● **Task goal**: Of the entries below, return only those lines from the line with "Where can the bed be" to the line with "Target: white window frame", exactly, both included.

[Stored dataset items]
■ ■ ■ ■

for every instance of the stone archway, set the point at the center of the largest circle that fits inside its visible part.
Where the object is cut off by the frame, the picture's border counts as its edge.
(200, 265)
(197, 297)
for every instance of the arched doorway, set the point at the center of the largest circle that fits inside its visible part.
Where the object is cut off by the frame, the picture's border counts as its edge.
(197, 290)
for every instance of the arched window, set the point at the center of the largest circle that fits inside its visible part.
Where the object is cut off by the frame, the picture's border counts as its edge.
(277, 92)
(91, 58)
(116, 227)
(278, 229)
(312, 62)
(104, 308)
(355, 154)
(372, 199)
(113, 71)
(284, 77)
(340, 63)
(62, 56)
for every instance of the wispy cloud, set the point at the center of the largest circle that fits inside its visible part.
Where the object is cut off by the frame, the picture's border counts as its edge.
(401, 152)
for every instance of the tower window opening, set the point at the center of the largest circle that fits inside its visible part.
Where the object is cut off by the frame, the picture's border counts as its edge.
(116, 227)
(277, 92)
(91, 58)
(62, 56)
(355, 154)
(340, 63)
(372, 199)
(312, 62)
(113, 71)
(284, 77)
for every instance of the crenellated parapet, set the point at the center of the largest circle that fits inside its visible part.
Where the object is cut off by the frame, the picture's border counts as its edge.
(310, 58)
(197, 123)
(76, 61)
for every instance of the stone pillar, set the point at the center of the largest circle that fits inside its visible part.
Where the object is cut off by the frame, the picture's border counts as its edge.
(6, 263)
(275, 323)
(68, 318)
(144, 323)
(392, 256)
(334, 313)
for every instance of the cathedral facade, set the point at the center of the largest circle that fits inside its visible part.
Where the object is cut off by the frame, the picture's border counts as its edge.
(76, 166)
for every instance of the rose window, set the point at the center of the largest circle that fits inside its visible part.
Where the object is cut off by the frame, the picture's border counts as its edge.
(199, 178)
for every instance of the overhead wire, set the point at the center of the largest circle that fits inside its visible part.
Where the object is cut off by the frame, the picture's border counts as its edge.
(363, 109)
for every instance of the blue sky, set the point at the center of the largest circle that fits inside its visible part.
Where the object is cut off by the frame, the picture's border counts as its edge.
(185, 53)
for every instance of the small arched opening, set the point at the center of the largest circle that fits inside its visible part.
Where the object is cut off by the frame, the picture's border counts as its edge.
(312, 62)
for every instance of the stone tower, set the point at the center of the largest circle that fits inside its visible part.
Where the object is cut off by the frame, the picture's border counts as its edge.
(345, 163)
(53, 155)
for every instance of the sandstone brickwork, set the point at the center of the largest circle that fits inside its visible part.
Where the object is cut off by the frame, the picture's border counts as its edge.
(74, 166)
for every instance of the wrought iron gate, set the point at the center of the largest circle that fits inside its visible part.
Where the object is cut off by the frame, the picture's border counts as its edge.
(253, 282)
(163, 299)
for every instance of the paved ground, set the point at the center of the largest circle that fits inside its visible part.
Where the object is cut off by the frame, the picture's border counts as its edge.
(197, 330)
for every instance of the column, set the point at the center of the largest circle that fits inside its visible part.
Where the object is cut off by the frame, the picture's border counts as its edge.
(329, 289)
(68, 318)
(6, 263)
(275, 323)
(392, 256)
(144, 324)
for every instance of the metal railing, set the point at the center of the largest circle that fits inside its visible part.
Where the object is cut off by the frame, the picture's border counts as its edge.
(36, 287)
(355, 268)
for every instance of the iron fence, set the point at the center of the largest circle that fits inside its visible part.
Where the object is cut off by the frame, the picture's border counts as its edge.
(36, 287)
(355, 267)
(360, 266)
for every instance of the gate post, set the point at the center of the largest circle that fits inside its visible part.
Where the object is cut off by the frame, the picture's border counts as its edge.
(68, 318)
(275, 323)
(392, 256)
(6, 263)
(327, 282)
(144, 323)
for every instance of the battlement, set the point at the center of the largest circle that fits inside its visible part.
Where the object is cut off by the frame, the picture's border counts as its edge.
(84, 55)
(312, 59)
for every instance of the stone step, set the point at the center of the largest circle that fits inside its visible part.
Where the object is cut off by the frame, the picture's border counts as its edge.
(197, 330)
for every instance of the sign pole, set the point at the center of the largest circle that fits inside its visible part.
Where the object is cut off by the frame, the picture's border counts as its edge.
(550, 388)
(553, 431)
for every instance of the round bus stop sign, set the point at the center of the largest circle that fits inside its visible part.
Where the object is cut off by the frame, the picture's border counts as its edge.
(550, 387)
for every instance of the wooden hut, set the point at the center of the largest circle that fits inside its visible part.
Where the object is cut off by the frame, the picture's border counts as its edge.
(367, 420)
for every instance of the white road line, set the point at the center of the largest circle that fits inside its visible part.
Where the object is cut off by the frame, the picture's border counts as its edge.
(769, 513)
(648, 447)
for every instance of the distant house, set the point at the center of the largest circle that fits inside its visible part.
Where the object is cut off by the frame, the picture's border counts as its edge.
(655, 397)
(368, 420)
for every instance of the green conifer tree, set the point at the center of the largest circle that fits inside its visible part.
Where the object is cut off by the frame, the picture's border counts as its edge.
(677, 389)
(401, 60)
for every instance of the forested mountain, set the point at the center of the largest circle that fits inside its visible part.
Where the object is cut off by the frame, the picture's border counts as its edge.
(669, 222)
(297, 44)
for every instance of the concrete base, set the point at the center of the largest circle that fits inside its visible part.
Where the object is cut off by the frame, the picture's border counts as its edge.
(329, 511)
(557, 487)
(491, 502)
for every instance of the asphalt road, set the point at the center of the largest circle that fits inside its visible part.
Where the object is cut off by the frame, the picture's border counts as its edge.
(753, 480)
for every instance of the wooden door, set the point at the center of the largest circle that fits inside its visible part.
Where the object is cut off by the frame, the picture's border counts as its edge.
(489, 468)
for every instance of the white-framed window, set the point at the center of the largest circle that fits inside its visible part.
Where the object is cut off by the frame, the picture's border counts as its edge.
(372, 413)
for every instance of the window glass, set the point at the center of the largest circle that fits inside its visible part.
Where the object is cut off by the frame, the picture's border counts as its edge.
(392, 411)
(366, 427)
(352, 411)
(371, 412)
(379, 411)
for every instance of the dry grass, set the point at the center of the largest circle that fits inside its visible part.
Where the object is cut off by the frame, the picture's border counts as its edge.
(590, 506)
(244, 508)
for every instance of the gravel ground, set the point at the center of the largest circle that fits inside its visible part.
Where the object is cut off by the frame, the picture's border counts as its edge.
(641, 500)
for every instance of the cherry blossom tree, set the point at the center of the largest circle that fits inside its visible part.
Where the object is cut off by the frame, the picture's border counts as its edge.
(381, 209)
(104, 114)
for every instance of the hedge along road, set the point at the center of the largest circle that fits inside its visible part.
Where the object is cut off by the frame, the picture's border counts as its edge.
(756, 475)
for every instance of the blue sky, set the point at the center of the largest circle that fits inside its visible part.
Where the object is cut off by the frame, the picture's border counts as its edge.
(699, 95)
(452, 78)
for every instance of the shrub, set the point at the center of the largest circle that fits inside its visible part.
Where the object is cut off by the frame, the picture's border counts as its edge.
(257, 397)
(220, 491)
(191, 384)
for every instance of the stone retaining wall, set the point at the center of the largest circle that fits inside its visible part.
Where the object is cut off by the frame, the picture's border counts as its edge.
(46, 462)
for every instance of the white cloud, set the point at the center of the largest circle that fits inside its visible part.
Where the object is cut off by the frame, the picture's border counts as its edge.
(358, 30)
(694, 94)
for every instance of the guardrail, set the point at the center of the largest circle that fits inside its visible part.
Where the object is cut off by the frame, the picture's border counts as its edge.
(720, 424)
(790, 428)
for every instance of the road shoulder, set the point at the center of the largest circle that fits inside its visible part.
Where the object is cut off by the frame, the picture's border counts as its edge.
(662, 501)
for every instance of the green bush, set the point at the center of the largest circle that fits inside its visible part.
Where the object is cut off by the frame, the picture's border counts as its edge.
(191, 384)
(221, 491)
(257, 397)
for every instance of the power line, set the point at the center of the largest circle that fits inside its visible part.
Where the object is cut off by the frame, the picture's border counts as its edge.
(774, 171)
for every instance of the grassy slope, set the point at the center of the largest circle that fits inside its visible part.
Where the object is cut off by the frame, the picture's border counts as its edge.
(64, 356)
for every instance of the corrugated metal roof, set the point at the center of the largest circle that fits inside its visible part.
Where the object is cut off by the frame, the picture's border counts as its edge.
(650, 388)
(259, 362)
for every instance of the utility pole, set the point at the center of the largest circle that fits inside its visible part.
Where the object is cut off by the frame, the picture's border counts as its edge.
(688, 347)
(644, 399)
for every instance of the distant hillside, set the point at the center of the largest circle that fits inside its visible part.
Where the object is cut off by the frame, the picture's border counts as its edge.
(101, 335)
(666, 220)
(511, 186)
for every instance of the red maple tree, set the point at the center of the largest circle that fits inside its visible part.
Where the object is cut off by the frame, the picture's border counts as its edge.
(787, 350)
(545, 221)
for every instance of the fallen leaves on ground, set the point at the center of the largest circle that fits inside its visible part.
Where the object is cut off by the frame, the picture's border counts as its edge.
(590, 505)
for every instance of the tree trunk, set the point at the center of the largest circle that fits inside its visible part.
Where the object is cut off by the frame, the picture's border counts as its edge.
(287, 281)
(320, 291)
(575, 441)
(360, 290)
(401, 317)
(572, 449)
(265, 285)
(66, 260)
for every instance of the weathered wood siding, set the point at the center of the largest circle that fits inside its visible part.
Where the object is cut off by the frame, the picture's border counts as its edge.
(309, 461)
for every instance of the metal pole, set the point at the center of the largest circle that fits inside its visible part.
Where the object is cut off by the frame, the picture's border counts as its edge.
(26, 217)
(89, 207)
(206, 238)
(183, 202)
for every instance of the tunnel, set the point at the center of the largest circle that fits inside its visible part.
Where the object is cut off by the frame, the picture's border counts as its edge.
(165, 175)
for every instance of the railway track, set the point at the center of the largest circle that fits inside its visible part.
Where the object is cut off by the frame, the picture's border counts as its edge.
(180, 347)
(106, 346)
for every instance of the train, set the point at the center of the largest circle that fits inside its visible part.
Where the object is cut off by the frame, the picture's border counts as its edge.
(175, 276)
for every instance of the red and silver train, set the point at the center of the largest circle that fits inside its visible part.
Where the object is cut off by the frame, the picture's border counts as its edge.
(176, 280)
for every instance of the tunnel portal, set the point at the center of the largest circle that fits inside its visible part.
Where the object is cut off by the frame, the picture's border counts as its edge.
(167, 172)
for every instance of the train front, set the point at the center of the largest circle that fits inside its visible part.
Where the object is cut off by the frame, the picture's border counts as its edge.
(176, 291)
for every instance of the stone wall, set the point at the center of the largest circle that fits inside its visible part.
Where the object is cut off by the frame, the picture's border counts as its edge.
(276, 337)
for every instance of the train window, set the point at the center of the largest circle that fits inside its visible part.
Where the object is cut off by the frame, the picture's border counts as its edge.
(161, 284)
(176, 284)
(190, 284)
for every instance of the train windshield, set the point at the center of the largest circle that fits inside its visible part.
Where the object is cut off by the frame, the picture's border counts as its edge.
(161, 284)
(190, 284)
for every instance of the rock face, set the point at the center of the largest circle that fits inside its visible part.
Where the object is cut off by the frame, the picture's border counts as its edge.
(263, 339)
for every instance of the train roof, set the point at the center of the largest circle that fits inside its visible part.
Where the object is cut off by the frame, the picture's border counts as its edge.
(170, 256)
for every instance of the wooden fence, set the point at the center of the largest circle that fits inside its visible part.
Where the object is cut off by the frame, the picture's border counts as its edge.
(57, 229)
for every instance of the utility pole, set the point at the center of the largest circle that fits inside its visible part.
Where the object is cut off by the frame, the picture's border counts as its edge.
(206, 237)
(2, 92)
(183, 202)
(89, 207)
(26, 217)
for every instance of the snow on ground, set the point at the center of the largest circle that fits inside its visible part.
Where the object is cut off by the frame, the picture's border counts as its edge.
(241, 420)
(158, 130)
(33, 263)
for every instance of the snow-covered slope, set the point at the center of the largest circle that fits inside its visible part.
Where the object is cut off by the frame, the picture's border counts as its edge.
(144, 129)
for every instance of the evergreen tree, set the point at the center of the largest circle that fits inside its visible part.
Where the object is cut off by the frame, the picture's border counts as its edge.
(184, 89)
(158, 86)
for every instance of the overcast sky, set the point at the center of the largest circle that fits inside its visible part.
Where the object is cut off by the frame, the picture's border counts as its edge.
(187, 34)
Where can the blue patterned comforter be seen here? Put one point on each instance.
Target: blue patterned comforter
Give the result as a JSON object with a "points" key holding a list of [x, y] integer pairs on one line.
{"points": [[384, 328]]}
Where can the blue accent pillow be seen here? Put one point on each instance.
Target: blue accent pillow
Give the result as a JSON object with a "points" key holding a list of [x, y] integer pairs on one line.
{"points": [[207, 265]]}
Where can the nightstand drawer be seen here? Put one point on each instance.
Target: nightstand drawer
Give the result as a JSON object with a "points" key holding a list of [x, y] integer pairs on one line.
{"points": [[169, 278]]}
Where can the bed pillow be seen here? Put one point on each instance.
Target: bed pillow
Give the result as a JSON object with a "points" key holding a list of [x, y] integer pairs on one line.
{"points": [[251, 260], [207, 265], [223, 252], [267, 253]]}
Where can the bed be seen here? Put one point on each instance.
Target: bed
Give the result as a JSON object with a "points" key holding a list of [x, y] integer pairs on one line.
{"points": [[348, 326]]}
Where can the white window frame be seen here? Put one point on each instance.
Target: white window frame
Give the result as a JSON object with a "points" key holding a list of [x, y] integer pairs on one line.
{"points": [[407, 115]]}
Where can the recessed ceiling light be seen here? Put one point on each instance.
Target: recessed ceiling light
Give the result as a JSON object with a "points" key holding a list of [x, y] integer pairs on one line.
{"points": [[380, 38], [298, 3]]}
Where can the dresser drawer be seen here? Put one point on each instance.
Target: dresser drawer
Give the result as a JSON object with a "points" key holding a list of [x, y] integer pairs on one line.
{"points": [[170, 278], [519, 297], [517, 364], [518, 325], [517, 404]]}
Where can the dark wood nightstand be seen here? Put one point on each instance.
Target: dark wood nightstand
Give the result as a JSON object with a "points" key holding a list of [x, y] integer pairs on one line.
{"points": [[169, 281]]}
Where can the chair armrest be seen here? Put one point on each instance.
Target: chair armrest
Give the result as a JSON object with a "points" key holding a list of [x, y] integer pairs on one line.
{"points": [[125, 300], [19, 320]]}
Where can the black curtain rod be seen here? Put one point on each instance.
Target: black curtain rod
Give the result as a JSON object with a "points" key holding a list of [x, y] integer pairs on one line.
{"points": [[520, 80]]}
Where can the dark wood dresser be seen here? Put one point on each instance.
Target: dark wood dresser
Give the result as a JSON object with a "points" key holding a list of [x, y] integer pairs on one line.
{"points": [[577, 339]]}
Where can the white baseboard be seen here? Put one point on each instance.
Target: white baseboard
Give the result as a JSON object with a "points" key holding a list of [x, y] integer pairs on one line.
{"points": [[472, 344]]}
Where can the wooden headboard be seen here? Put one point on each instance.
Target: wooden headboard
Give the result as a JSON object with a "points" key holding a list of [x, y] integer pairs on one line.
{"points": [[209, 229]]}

■ ■ ■ ■

● **Task answer**:
Where can the bed be seen here? Put one point on each instance.
Target: bed
Give the result as a JSON object with a "points" key holding a list of [x, y] integer pairs on one line.
{"points": [[348, 326]]}
Where can the white window frame be seen here? Put one point on each instance.
Target: white window frame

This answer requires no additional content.